● Problem to solve
Output the emerging researchers article verbatim from "The study also found that 44%" to "to be performed.".

● Passage shown
================

Why emerging researchers need to be supported

02-03-19 USAf 0 comment

At the Universities SA-Association of Commonwealth Universities (USAf-ACU) symposium on developing the capacity of early career researchers held in March, presenters made a compelling case for why South Africa’s emerging researchers need to be supported.   The first motivation, presented by Dr Bheki Hadebe, Director: High End Skills in the Department of Science and Technology (DST), was informed by findings of a 2017 study commissioned by the DST and USAf to the University of Stellenbosch’s Centre for Research on Evaluation, Science and Technology (CREST). This study was undertaken to a) establish the profile of lecturers and senior lecturers in South Africa’s university system; to determine what proportion of lecturers and senior lecturers were research-active (i.e. publishing); and what proportion were actively applying for research funding. The enquiry also sought to identify b) key research drivers within South Africa’s public university system and c) key enablers for, and impediments to building a pipeline of emerging researchers.

Although the Emerging Researchers report was presented — first to senior executives and heads of research within public universities in March, 2018 to facilitate engagement among them with the report findings and, secondly, to a similar and wider audience at USAf’s Research and Innovation Dialogue in May, 2018 — it was decided that the time allocated to this theme at the Dialogue did not afford it justice.  That is how the idea of the symposium of 18-19 March was born.  A summary of the sector-wide problem as discussed at the symposium, is offered here.

On the profile of lecturers and senior lecturers within the university system, the Emerging Researchers study found that lecturers and senior lecturers constituted 12 686 out of 17 757 (72%) of all teaching staff.  Female academics constituted 46% of all senior lecturers and 53% of all lecturers; Blacks accounted for 46% of all senior lecturers and 63% of all lecturers.

The study also found that 44% of Senior Lecturers and 82% of Lecturers did NOT have a PhD. This figure of 82% is significantly higher than the comparable data on HEMIS and some level of reconciliation will be have to be performed.

Using publishing at least one article unit in two years as an indicator of “actively publishing,” the study found that approximately 42% of senior lecturers could be categorised as actively publishing – considering that SA universities had a total of 4 746 senior lecturers in 2015.  Using the same criterion, the study also found that 2 050 (25%) lecturers could be deemed to be actively publishing when taking into account the head count in 2015, of 7 940 lecturers at SA’s public universities.  Stated differently, of the total of 12 686 teaching staff, only 4 050 (just over a third at close to 32%) were actively publishing.

================

● Record set

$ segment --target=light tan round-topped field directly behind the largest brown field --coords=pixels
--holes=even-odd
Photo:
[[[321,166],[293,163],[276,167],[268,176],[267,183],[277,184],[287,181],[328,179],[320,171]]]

================

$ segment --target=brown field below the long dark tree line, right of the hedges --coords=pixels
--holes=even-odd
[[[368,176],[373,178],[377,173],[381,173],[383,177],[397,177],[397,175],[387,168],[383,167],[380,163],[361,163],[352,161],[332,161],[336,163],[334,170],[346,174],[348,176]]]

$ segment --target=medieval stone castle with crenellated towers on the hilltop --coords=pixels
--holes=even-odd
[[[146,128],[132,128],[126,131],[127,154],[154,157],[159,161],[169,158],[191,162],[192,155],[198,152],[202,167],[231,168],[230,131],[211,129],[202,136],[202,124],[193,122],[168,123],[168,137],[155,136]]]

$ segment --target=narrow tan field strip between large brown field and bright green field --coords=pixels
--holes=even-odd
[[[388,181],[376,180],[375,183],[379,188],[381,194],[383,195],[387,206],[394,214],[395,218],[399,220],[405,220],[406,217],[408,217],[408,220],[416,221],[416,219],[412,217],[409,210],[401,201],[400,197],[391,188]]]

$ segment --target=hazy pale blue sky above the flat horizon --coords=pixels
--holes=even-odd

================

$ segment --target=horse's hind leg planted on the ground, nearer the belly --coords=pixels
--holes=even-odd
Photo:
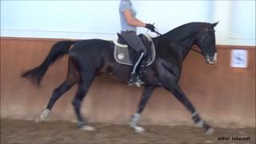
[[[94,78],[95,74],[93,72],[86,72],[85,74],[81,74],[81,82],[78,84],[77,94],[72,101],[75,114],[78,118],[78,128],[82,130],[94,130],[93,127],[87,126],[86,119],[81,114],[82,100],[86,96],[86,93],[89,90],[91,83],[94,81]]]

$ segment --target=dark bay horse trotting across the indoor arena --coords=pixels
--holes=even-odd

================

● Answer space
The study also found that 44% of Senior Lecturers and 82% of Lecturers did NOT have a PhD. This figure of 82% is significantly higher than the comparable data on HEMIS and some level of reconciliation will be have to be performed.